▶ [Compito A]:
Rispondi a queste domande sul brano sulla miniera:
(i) Quanti minatori cileni rimasero intrappolati nella miniera di San José?
(ii) Per quanti giorni rimasero intrappolati?
(iii) Che cosa raccoglie la pietra di sale e ne porta via interi pezzi?
▶ [Compito B]:
Nel brano sulla miniera, riporta tutto da "Grotte di salgemma" giù fino a "continuare ad estrarre.", scambiando "maschere" con "visiere".
▶ [Compito C]:
Per favore, prosegui il brano sulla miniera di salgemma dal punto in cui si ferma.

▶ [Estratto della pagina]:
========================================================================

22/04/15

Da una miniera non si osservano le stelle.


"Questo breve brano e' dedicato in particolare ai 33 minatori cileni che dal 5 Agosto 2010 rimasero intrappolati 69 giorni nella miniera di San José, nella regione di Antofagasta, ed in generale a tutti quei minatori che hanno perso la loro vita sottoterra lavorando in condizioni disumane."

   
    Grotte di salgemma lucide e brillanti. Uno strano pulviscolo e le maschere a coprire gli occhi. Avanzo, e lento, il mio incedere si mescola a quello strano buio riflettente. Il carotaggio nella stanza in fondo rumoreggia e crea polveri nuove mentre lontano in altra galleria, echi di esplosioni si ascoltano nitide per rovinare ancora e continuare ad estrarre.
Lo stomaco della Terra, rotto e reso poltiglia salina, come cunei e viti si arrotola su se stessa la punta del macchinario. Un nastro trasportatore fa il resto, raccogliendo quella pietra di sale e portandone interi pezzi via per essere prima frammentati ancora e poi polverizzati. Tutto questo movimento e' un' orchestra, macchinari, addetti, tecnici; poi ancora binari dove carrelli trainati riportano in superficie quanto asportato nel cuore della miniera per essere lavorato.

========================================================================

▶ [Dati forniti]:
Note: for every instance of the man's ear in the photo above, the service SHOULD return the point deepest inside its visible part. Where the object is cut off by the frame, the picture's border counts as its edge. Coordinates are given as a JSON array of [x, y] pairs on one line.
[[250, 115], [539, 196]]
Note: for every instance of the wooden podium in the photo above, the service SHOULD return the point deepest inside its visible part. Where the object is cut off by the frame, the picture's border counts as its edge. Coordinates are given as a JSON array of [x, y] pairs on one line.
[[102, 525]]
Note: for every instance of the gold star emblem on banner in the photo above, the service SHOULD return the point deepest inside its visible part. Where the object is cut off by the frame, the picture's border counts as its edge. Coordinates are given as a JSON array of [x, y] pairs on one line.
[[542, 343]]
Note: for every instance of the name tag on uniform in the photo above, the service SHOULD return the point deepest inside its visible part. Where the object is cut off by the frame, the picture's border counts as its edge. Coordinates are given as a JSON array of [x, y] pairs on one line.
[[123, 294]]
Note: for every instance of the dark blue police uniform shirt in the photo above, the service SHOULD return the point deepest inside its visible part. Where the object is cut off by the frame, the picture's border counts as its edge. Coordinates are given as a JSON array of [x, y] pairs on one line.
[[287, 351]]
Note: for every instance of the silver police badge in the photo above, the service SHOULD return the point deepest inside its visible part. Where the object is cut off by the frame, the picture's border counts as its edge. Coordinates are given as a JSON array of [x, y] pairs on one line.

========================================================================

▶ [Risposta A]:
(i) 33
(ii) 69 giorni
(iii) Un nastro trasportatore

▶ [Risposta B]:
Grotte di salgemma lucide e brillanti. Uno strano pulviscolo e le visiere a coprire gli occhi. Avanzo, e lento, il mio incedere si mescola a quello strano buio riflettente. Il carotaggio nella stanza in fondo rumoreggia e crea polveri nuove mentre lontano in altra galleria, echi di esplosioni si ascoltano nitide per rovinare ancora e continuare ad estrarre.

▶ [Risposta C]:
Sono testimone di tutto questo, ma al solito il taglio dell' informazione viene frammentata a sua volta e investita dalla mia analisi mi fa riflettere sul fatto che quella miniera potrebbe essere in me: lo stomaco della Terra appunto.
Ragionando il nostro pianeta come un individuo, l' eccessivo sfruttamento dello stesso farebbe degenerare fino alle problematiche ed alle alterazioni, cosicché quella stessa miniera che guardo e che percorro, potrei osservarla con gli occhi di chi avverte una leggera gastrite, o qualche linea di febbre. Vedo come sono metodici gli operai che bucano, che piantano dinamite e raccolgono ciottoli di salgemma. Se allo stesso modo fosse una malattia rischierei di ammalarmene in maniera grave.
Fatto sta che quella passeggiata in una galleria di una miniera diviene in un momento un moto di consapevolezza e di coscienza. Attraverso i miei passi scruto come può insinuarsi un' incertezza in un pensiero, come un colpo di tosse potrebbe essere un' esplosione di salgemma. Credo fermamente ad una intima connessione fra quello che e' interiore ed il cielo intorno. In mezzo, noi, come comunità e presi singolarmente, a rappresentare un frammento di quota fra più livelli, alla ricerca di un passaggio che ci porti sempre al piano superiore. Poco importa se questo ci sia concesso attraverso la Musica o la Scultura, attraverso l' unione nell' altro e nella vera individualità (la coppia), attraverso un pennello o una matita.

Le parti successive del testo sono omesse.